### DIRECTIONS FOR THIS TASK
Having found the line containing "Someone asked me to find the van license" in the data below, reproduce that line and each one after it to the end, exactly, and include nothing else.

### DATASET EXTRACT

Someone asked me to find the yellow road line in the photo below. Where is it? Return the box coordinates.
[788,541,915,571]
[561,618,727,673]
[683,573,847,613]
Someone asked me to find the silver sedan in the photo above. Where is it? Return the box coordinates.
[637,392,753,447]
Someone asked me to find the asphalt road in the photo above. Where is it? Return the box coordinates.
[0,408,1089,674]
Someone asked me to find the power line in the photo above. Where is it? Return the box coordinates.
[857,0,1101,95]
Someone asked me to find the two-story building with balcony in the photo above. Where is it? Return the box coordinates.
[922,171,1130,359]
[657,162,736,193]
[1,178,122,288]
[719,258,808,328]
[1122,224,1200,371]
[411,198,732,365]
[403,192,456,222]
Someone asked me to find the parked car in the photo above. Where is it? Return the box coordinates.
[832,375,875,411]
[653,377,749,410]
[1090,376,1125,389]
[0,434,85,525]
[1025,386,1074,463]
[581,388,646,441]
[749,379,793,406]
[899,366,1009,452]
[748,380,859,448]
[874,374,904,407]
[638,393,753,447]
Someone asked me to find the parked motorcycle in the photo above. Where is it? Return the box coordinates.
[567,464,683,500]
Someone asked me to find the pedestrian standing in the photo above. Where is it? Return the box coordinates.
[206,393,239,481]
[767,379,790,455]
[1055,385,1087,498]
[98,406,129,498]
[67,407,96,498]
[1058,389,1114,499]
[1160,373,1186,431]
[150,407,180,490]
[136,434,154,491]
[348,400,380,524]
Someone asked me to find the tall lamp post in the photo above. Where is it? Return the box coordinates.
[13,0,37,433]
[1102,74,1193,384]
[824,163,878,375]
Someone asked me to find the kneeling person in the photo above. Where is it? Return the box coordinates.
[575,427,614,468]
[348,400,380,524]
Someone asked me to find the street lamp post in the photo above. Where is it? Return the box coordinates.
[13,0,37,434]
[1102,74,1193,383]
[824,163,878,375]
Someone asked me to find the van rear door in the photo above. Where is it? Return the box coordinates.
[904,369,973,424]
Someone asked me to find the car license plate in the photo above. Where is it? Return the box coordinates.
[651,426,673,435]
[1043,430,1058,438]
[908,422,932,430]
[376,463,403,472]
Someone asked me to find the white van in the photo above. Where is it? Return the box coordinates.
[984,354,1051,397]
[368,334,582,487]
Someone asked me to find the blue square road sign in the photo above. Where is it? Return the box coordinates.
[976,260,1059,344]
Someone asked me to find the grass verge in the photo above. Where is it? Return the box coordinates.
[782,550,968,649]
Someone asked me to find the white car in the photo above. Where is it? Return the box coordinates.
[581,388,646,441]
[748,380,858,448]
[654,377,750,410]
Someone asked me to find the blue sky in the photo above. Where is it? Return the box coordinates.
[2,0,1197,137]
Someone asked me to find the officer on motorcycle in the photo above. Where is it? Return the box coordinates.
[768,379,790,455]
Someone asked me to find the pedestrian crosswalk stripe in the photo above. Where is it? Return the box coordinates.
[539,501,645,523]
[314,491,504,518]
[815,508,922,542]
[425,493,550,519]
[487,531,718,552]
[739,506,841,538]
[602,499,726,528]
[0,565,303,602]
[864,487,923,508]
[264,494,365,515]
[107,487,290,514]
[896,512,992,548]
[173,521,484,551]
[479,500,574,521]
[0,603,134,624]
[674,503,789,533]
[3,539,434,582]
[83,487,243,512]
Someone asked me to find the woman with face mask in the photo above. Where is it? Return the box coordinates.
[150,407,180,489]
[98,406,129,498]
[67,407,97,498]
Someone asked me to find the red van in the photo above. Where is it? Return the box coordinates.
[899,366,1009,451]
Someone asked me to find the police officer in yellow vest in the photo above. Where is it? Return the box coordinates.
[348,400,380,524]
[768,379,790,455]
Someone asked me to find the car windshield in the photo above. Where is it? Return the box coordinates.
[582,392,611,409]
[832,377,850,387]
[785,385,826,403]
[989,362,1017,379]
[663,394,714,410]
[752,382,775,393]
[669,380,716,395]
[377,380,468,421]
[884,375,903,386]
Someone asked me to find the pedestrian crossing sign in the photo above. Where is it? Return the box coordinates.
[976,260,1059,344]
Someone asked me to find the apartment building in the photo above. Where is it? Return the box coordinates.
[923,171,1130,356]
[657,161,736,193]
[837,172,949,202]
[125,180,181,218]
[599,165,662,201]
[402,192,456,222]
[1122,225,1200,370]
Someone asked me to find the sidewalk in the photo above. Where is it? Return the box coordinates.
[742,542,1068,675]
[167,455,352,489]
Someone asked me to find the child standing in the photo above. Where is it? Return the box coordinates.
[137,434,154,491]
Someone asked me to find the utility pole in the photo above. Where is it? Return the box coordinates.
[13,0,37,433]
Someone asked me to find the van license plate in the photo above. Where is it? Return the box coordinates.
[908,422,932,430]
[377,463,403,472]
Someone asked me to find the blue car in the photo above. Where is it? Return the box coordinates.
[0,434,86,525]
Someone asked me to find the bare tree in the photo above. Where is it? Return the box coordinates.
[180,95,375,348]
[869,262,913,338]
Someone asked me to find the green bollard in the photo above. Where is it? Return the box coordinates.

### COMPLETED EXERCISE
Someone asked me to find the van license plate in the photo above. Where is it? Return the box coordinates.
[908,422,932,430]
[377,463,403,472]
Someone asked me to find the blue car in the photo above. Where is it? Return the box coordinates.
[0,434,86,525]
Someone asked me to find the bare tree in the photo above. Where is it? Return the box coordinates.
[180,95,375,348]
[869,262,913,338]
Someone asked me to find the green bollard in the photo above. Where is it? Return the box coordinates.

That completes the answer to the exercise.